Reproduce every record below exactly, without the pictures.

■ **Data under study**
BEGIN

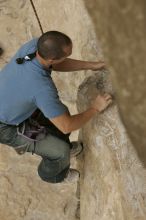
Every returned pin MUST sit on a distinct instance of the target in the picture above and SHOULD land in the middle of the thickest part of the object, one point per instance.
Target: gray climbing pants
(54, 148)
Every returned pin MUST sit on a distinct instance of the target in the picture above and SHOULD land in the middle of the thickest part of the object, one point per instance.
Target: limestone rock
(120, 28)
(113, 179)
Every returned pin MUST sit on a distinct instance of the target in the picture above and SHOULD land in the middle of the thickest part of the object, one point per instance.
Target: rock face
(120, 27)
(113, 179)
(22, 194)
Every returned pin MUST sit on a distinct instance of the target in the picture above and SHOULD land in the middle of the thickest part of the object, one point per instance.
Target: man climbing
(32, 117)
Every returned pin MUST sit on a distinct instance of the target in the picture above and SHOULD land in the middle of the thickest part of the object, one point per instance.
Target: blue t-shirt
(26, 87)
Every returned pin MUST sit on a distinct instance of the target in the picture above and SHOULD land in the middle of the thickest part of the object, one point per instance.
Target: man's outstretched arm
(68, 123)
(76, 65)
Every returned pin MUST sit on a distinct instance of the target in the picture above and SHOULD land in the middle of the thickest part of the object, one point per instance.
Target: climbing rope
(37, 17)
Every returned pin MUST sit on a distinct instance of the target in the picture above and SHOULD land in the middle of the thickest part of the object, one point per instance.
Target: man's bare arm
(67, 123)
(76, 65)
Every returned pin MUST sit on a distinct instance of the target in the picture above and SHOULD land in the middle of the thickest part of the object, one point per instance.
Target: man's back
(23, 87)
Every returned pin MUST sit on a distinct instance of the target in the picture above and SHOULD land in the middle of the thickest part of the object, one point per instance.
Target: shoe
(76, 149)
(72, 176)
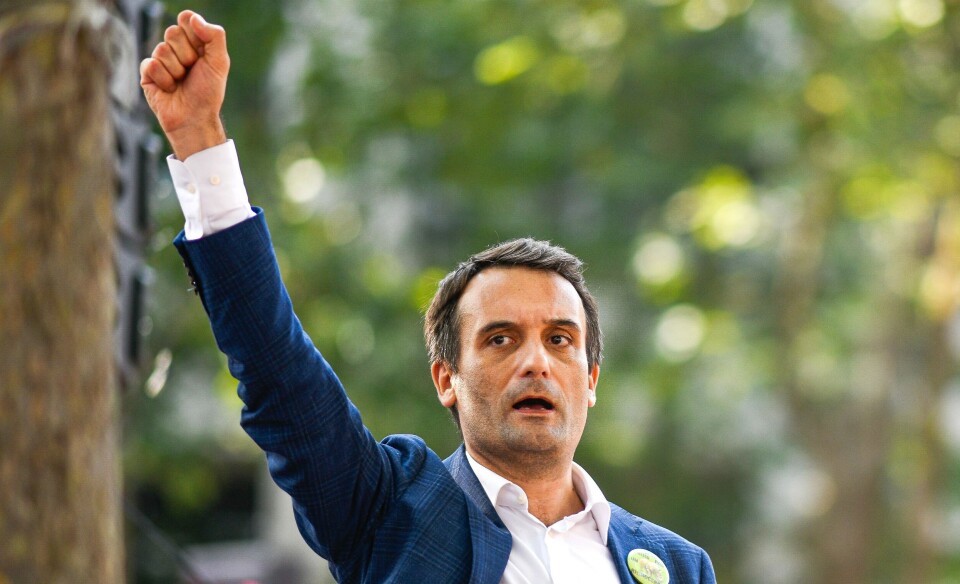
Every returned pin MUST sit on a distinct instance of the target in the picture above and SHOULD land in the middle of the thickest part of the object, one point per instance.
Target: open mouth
(533, 404)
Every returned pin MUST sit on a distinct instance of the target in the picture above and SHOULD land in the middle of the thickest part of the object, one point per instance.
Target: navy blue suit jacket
(388, 511)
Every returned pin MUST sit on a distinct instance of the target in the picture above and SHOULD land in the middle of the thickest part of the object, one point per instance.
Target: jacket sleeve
(340, 478)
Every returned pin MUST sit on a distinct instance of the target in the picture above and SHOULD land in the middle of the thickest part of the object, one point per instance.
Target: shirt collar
(594, 502)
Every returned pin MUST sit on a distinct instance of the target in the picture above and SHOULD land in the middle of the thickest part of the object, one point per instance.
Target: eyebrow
(498, 325)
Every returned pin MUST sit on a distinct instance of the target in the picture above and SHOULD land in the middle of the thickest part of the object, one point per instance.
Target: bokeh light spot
(502, 62)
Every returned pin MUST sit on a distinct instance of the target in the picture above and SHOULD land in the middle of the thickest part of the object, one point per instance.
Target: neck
(550, 492)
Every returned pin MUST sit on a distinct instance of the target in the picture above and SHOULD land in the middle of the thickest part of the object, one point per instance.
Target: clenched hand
(185, 80)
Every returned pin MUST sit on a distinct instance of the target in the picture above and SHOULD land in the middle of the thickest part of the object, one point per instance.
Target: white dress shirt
(210, 190)
(574, 550)
(571, 551)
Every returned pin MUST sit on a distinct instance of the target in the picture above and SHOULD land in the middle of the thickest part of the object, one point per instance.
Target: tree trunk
(60, 515)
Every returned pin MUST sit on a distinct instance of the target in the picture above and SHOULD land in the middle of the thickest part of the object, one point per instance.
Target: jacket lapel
(623, 537)
(491, 539)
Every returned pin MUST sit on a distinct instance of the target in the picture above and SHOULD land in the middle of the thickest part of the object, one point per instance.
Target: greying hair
(442, 323)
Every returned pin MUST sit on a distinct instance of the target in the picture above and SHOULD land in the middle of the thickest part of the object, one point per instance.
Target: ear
(443, 381)
(592, 385)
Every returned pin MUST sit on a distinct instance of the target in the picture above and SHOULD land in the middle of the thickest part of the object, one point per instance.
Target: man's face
(523, 385)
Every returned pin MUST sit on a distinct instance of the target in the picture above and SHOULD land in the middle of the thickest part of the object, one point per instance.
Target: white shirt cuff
(210, 189)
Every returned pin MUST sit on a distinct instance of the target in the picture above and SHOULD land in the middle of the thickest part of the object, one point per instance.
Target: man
(515, 346)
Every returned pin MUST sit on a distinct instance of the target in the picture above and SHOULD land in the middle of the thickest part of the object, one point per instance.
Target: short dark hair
(442, 323)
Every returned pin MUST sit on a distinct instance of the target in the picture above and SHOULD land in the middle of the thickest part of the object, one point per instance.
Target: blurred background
(765, 194)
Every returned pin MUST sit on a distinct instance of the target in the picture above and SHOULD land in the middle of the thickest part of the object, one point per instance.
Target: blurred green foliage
(765, 194)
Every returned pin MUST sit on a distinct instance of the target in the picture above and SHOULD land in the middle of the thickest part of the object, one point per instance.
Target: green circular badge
(647, 568)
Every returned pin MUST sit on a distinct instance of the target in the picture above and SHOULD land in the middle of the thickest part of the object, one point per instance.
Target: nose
(535, 361)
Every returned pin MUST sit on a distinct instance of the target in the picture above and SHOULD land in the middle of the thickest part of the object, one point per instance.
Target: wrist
(189, 140)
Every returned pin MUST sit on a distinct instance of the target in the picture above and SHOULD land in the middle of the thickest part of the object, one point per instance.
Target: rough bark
(60, 515)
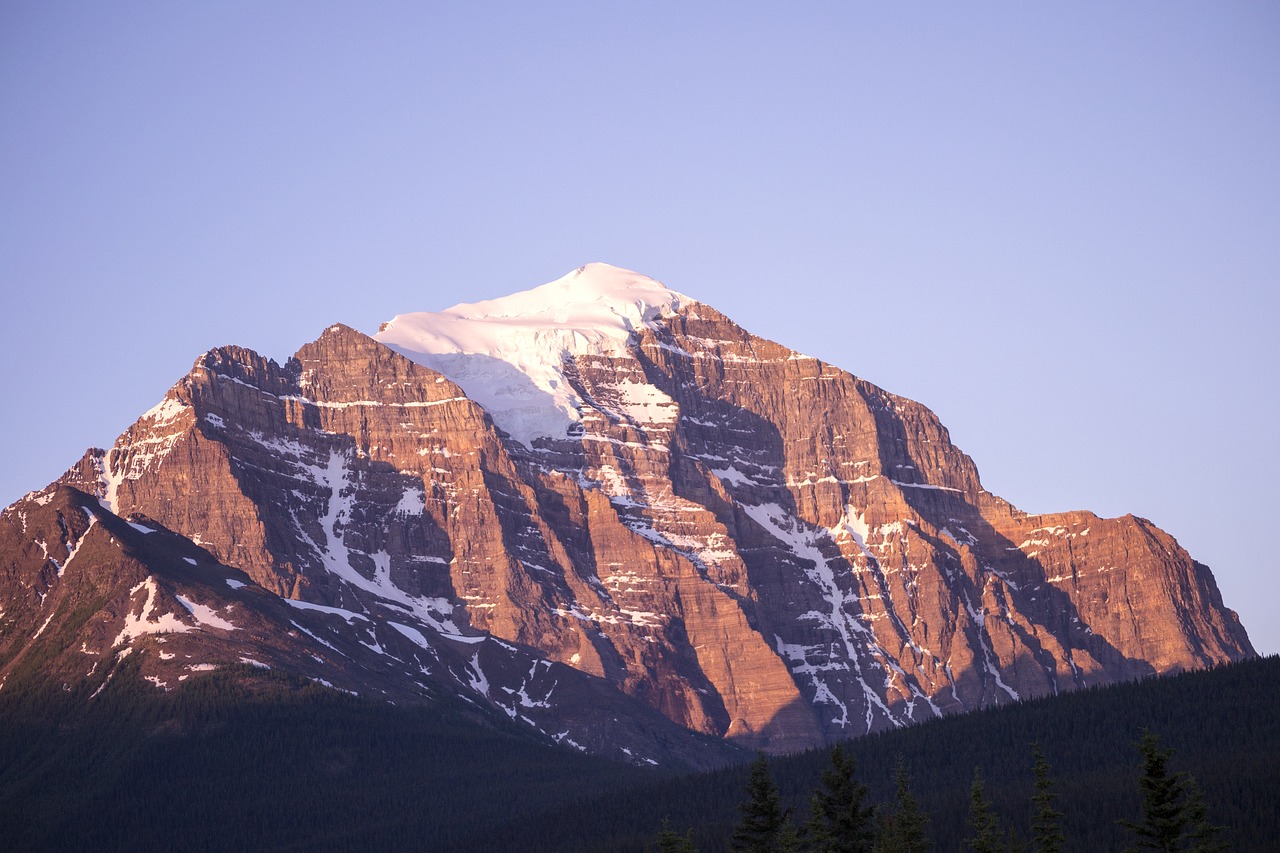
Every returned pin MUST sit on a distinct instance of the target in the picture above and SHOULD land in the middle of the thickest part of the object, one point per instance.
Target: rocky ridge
(657, 527)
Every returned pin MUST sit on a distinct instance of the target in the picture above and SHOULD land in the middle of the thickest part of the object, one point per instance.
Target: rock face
(602, 509)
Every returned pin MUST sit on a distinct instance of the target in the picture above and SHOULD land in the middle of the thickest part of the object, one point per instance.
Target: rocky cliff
(600, 509)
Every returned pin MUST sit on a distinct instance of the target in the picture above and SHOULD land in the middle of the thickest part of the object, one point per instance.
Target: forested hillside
(251, 760)
(1223, 724)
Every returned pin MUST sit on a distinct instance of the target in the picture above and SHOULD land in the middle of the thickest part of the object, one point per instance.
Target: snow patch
(508, 354)
(205, 615)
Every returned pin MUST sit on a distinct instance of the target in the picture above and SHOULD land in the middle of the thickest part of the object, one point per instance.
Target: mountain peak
(508, 352)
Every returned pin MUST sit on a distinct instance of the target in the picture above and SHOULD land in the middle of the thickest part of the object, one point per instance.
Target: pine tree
(1174, 816)
(840, 820)
(982, 821)
(1047, 821)
(904, 829)
(762, 813)
(671, 843)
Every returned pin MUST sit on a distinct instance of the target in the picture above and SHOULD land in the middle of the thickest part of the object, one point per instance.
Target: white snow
(508, 354)
(337, 611)
(205, 615)
(144, 624)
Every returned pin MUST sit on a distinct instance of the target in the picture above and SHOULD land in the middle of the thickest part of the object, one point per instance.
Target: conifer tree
(671, 843)
(982, 821)
(904, 829)
(840, 820)
(762, 813)
(1174, 816)
(1047, 821)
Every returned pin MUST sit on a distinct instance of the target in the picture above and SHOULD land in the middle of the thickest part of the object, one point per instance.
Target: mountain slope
(606, 510)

END

■ **Solution for this exercise**
Every returned pin MUST sit on a distinct instance of the target in the picture above and SHOULD land in the middle of the thickest part of the object, one point per instance.
Target: gray climbing pants
(54, 148)
Every returned pin MUST sit on a distinct instance of the target in the picture above and SHOULD land in the middle of the thickest part of the object, one point per instance.
Target: limestone rock
(120, 28)
(113, 179)
Every returned pin MUST sit on a distinct instance of the target in the picture above and SHOULD land in the middle of the thickest part of the object, one point per instance.
Target: rock face
(120, 27)
(113, 179)
(22, 194)
Every returned pin MUST sit on a distinct instance of the target in the picture above and SHOULD land in the middle of the thickest part of the object, one point per instance.
Target: man climbing
(32, 117)
Every returned pin MUST sit on a distinct instance of the target in the picture above and SHOULD land in the middle of the thickest part of the object, one point per instance.
Target: blue t-shirt
(26, 87)
Every returned pin MUST sit on a distinct instance of the target in the picture above and SHOULD land in the middle of the thickest part of the object, one point per instance.
Target: man's outstretched arm
(68, 123)
(76, 65)
Every returned pin MUST sit on a distinct instance of the target in the picture above and SHOULD land in the middle of the thickest part of the object, one point per instance.
Target: climbing rope
(37, 17)
Every returned pin MUST sit on a distinct instance of the target in the picture above and SHOULD land in the middle of the thickest part of the object, one point per instance.
Target: man's bare arm
(67, 123)
(76, 65)
Every returned pin MUST sit on a distinct instance of the target in the picture above and SHOULD land in the middle of the thickest part of the object, one point per instance.
Target: man's back
(23, 87)
Every returned pin MUST sit on a distinct instance of the target in the picture above and SHOULD land in the middle of the thickest part of the object, one point per instance.
Target: shoe
(76, 149)
(72, 176)
Every returned pin MUST sit on a distinct instance of the target in the picture above and SHOULD land in the middle of the thickest part of the object, one point per instance.
Target: open mouth
(533, 404)
Every returned pin MUST sit on a distinct instance of the target in the picture above and SHOULD land in the middle of the thickest part of the object, one point per instance.
Target: navy blue suit jacket
(388, 511)
Every returned pin MUST sit on a distinct instance of the target in the picture above and SHOULD land in the middle of the thickest part of the object, one point per instance.
Target: jacket sleeve
(340, 478)
Every returned pin MUST sit on a distinct instance of the target in the picture above and SHOULD land in the middle of the thickest part of the object, one point per instance.
Target: shirt collar
(594, 502)
Every returned pin MUST sit on a distinct instance of the target in the picture above and SHOULD land in the middle of the thickest part of the object, one point per instance.
Target: eyebrow
(498, 325)
Every returned pin MUST sit on a distinct instance of the target in the picture above and SHOULD land in the middle of the thickest part of the object, one point per instance.
Target: bokeh light spot
(502, 62)
Every returned pin MUST sit on a distinct instance of the target in the picture above and SHOULD land in the middle of the thickest part of the object, one point per instance.
Target: neck
(550, 492)
Every returned pin MUST sit on a distinct instance of the target in the picture above and SHOULD land in the middle of the thickest part of the object, one point per instance.
Target: clenched hand
(185, 80)
Every returned pin MUST sit on a distinct instance of the target in the picture above and SHOULD land in the middle of the thickest part of the object, one point per instance.
Target: white dress shirt
(210, 190)
(574, 550)
(571, 551)
Every returned pin MUST sit on a distinct instance of the target in the picture above and SHOULD land in the middle of the thickest part of the object, one point per instance.
Target: tree trunk
(60, 515)
Every returned pin MUST sit on a distinct instance of the target in the picture above and SHOULD land in the middle of the thickest part of the object, one point per instance.
Target: jacket lapel
(623, 537)
(491, 539)
Every returned pin MUST sit on a distinct instance of the target in the picture above and SHOULD land in the middle of the thickest part of the object, one point per instance.
Target: greying hair
(442, 323)
Every returned pin MUST sit on a distinct instance of the target in the picture above and SHOULD land in the middle of the thickest part of the object, one point per instance.
Target: ear
(443, 381)
(592, 385)
Every returned pin MUST sit on a distinct instance of the target in the picture above and SHOULD land in the middle of the thickest part of the object, one point per instance.
Target: man's face
(523, 385)
Every returned pin MUST sit on a distinct instance of the target in the picture above and SHOULD land in the middle of the thickest part of the object, one point per instance.
Target: white shirt cuff
(210, 189)
Every returned pin MUST sit on a distinct instance of the target in the picture above and SHOULD land in the middle of the thickest part of the object, one point per instance.
Target: man
(515, 346)
Every returned pin MUST sit on a distinct instance of the target in the picture above and SHOULD land in the middle of the thickest part of the object, one point per instance.
Target: short dark hair
(442, 323)
Every returned pin MUST sit on a distinct instance of the target in the picture above and SHOULD land in the middle of the thickest part of the object, one point per instance.
Target: blurred background
(765, 194)
Every returned pin MUST sit on a distinct instance of the target in the picture above and SHOULD land in the middle of the thickest part of the object, one point per instance.
Target: blurred green foliage
(765, 194)
Every returned pin MUST sit on a distinct instance of the target in the picture above and SHOULD land in the middle of the thickest part of the object, one point per instance.
Target: green circular badge
(647, 568)
Every returned pin MUST sit on a distinct instance of the target in the picture above and SHOULD land in the middle of the thickest part of the object, one point per instance.
Target: nose
(535, 361)
Every returned pin MUST sit on a distinct instance of the target in the picture above and SHOULD land in the middle of the thickest part of the object, one point per instance.
Target: wrist
(189, 140)
Every returned pin MUST sit on a distinct instance of the target in the picture above and SHOULD land in the middle of the thickest part of the object, one point per instance.
Target: rough bark
(60, 515)
Every returned pin MUST sit on a distinct instance of the target in the picture above and SHOULD land in the middle of the thickest part of the object, one point per instance.
Target: rocky ridge
(657, 527)
Every returned pin MUST sit on a distinct instance of the target in the picture above and SHOULD land in the middle of the thickest part of the object, one point per instance.
Target: rock face
(602, 509)
Every returned pin MUST sit on a distinct instance of the target in the picture above and SHOULD land in the middle of the thickest part of the object, one point per instance.
Target: rocky cliff
(600, 509)
Every returned pin MUST sit on a distinct instance of the target in the picture above and SHOULD land in the middle of the thickest part of the object, one point per instance.
Target: forested hillside
(251, 760)
(1223, 724)
Every returned pin MUST sit on a distinct instance of the target in the picture above and SHOULD land in the middle of the thickest part of the object, one point per instance.
Target: snow patch
(508, 354)
(205, 615)
Every returned pin MUST sit on a distinct instance of the target in the picture above and SHOULD land in the middle of the thickest part of the object, one point per instance.
Target: mountain peak
(508, 352)
Every returned pin MUST sit on a distinct instance of the target in the picture above and SHOULD land in the middle of the thickest part of the object, one point per instance.
Target: pine tree
(1174, 816)
(840, 820)
(982, 821)
(1047, 821)
(904, 829)
(762, 813)
(671, 843)
Every returned pin MUST sit on a distinct instance of the target in the picture above and SHOULD land in the middle of the thickest part of the object, one point per instance.
Target: white snow
(508, 354)
(337, 611)
(205, 615)
(144, 624)
Every returned pin MUST sit on a distinct instance of the target in the picture above and SHOULD land in the middle of the thickest part of the object, one point per instance.
Target: conifer tree
(671, 843)
(982, 821)
(904, 829)
(840, 820)
(762, 813)
(1174, 816)
(1047, 821)
Every returned pin MUST sit on a distinct instance of the target in the picture above and SHOULD land in the middle of the thickest part of the object, one point per instance.
Target: mountain slope
(606, 510)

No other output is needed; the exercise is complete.